* [DIRECTION]
Rewrite the rows below as a numbered list with blank lines left out, and leave the pictures out of your answer.

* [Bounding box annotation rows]
━━━━━━━━

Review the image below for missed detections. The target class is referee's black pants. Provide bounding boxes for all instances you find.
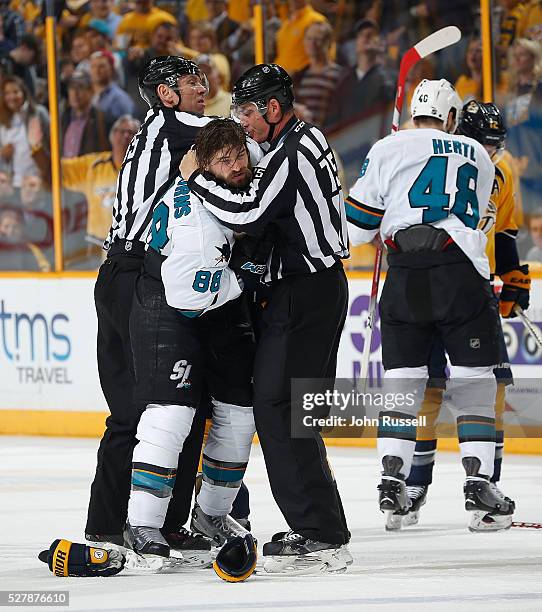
[85,255,205,535]
[254,263,350,544]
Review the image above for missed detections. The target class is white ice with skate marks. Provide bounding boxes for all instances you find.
[0,438,542,612]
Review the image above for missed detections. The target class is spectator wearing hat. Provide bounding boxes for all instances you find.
[205,0,239,51]
[3,34,41,97]
[275,0,327,74]
[115,0,177,50]
[90,51,135,121]
[79,0,122,40]
[196,55,231,117]
[293,21,347,128]
[61,71,112,158]
[332,19,395,122]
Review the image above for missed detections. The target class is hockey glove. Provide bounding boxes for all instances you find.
[499,264,531,319]
[38,540,126,576]
[213,533,258,582]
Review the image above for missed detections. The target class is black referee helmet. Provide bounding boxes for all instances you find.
[138,55,203,108]
[232,64,294,111]
[456,100,506,150]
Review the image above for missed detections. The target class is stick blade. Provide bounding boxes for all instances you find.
[414,26,461,57]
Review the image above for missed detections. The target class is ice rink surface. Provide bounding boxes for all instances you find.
[0,437,542,612]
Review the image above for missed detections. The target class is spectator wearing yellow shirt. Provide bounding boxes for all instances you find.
[275,0,327,74]
[196,55,231,117]
[115,0,177,50]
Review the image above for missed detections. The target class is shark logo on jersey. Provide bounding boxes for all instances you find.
[215,241,231,263]
[173,359,192,389]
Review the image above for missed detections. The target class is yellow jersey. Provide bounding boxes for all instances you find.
[62,151,119,240]
[486,159,518,274]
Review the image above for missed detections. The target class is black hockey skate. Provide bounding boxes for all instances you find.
[190,504,250,546]
[160,527,213,568]
[378,455,410,531]
[263,531,351,574]
[463,457,516,531]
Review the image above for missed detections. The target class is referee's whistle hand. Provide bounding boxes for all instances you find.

━━━━━━━━

* [THE ANSWER]
1. Review the image below for missed detections. The target class is referee's black pants. Provide bounding boxes for all instances you find.
2. [85,255,205,535]
3. [254,263,350,544]
4. Review the image above for missed detections. The target class is white ice with skate marks. Provide bounding boxes for all instances you find.
5. [0,438,542,612]
6. Review the image above for missed detections. The target class is spectator wearing hat. Provide bounding boxes for all instances you find.
7. [205,0,239,51]
8. [3,34,41,97]
9. [275,0,327,74]
10. [115,0,177,50]
11. [90,51,135,121]
12. [79,0,122,40]
13. [196,55,231,117]
14. [293,21,347,128]
15. [61,71,112,158]
16. [332,19,395,122]
17. Review the image above for missed detections. The target class is hockey glove. Provide bounding boxes for all instances you find.
18. [499,264,531,319]
19. [38,540,126,576]
20. [213,533,258,582]
21. Review the image above for missed detections. The target class is black referee helmet. Provide bounding boxes for all instances you find.
22. [138,55,203,108]
23. [232,64,294,111]
24. [456,100,506,150]
25. Review the image above for missed detections. The target class is stick blade. Provide bounding boxes for all instances you find.
26. [414,26,461,57]
27. Review the image above for missed detections. The target class is ice rink surface. Provide bounding boxes for all instances you find.
28. [0,437,542,612]
29. Review the image above for missed detections. The target class is spectator wearing yellow shirt. Provide bounding boxes for all instances you find.
30. [275,0,327,74]
31. [196,55,231,117]
32. [115,0,177,50]
33. Review the image above for missed detections. The target class is shark logo on jersey. Provide bounding boxes for all instances you find.
34. [215,241,231,263]
35. [173,359,192,389]
36. Review the image above for missed detections. The target class is yellow jersey. Provide bounding boxes for all instances you find.
37. [62,151,119,240]
38. [486,159,518,274]
39. Review the image above for missed detections. The target class is black hockey skate. Provide bounding boxes for all instances you find.
40. [190,504,250,546]
41. [160,527,213,568]
42. [378,455,410,531]
43. [263,531,351,574]
44. [463,457,516,531]
45. Review the image above for missed detections. The target class is referee's whistle hand. Provide bounding boxes for all instances you find.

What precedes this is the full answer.